>>>>>
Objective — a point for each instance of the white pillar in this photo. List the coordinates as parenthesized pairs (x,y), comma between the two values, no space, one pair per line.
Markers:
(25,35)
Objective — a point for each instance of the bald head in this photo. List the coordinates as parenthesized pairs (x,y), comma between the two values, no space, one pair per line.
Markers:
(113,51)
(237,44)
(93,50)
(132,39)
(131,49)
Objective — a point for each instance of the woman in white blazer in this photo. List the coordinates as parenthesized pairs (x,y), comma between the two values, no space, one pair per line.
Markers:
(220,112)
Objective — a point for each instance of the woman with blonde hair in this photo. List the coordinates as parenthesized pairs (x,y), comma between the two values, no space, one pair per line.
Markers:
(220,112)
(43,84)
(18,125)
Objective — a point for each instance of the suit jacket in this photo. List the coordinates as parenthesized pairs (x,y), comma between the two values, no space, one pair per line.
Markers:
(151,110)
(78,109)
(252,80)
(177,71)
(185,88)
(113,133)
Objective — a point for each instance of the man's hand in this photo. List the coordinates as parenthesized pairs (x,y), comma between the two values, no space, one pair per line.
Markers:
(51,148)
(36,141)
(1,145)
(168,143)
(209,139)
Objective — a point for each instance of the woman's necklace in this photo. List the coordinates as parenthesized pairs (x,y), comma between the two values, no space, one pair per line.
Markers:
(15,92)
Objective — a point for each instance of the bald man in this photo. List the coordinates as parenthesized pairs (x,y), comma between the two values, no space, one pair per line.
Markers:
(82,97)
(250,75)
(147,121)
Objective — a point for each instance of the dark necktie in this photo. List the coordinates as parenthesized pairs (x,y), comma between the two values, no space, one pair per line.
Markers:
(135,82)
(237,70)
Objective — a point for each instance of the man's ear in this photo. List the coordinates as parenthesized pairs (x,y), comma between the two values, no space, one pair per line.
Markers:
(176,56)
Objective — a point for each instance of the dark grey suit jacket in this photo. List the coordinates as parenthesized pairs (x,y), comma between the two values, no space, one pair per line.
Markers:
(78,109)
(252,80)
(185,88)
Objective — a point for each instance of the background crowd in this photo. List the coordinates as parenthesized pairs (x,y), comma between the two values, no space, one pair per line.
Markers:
<<<<<
Give back the whole listing, word for word.

Objective — a point for each instance of the white pillar in this photo. List the coordinates as parenthesized pairs (x,y), comma between the two values, no space, one pair per line.
Markers:
(25,35)
Objective — a point for each instance of the bald head in this photo. List the coordinates as parenthesized pairs (x,y), comma between the two values, no space, one pair per line.
Markers:
(113,51)
(237,44)
(93,50)
(132,39)
(131,49)
Objective — a point for each instance of the woman in white blazer in this photo. List the coordinates as parenthesized pairs (x,y), comma between the two values, no space, one pair per line.
Markers:
(220,112)
Objective — a point for each instance of the woman with blonde hair in this photo. List the coordinates as parenthesized pairs (x,y), comma between the two values, no space, one pair per line.
Markers:
(220,112)
(43,84)
(18,125)
Objective — a point for each instance of the suit jacket in this photo. List the coordinates as parenthesized pairs (x,y), comma between the two values, no space, one pair per line.
Markers:
(151,110)
(78,109)
(252,80)
(177,71)
(185,88)
(113,133)
Objective — a point for each instance of the man's hand in this photo. List the coordinates as parenthesized pairs (x,y), comma between the two values, no space, one pair per line.
Markers:
(51,148)
(36,141)
(1,145)
(168,143)
(209,139)
Objective — a point for each instance of the woman's necklace in this photo. List the coordinates as parenthesized pairs (x,y), comma between the two values, no space, one pair per line.
Markers:
(15,92)
Objective — a point for each instance of the bald man in this photo. List the coordinates as parenthesized pairs (x,y), comma between the two values, no space, one pair per line.
Markers:
(82,97)
(250,75)
(147,121)
Objective — a point for each instance of the dark necktie in this photo. List the coordinates as parenthesized pairs (x,y), comma between the two values, no space, one pair per line.
Markers:
(135,82)
(237,70)
Objective — a point for each instance of the man's ear in this photo. List the coordinates as parenthesized pairs (x,y), comma between the two values, no space, one pair per line.
Markers:
(176,56)
Objective — a point for each instance of the dark grey suit jacket in this photo. List the coordinates as parenthesized pairs (x,y), comma between the two values, no space, one pair per line.
Markers:
(78,109)
(252,80)
(185,88)
Objective — a point for each instance of the background crowd in this photo. List the coordinates as parenthesized pairs (x,y), comma between the two values, no space, one pair per line.
Markers:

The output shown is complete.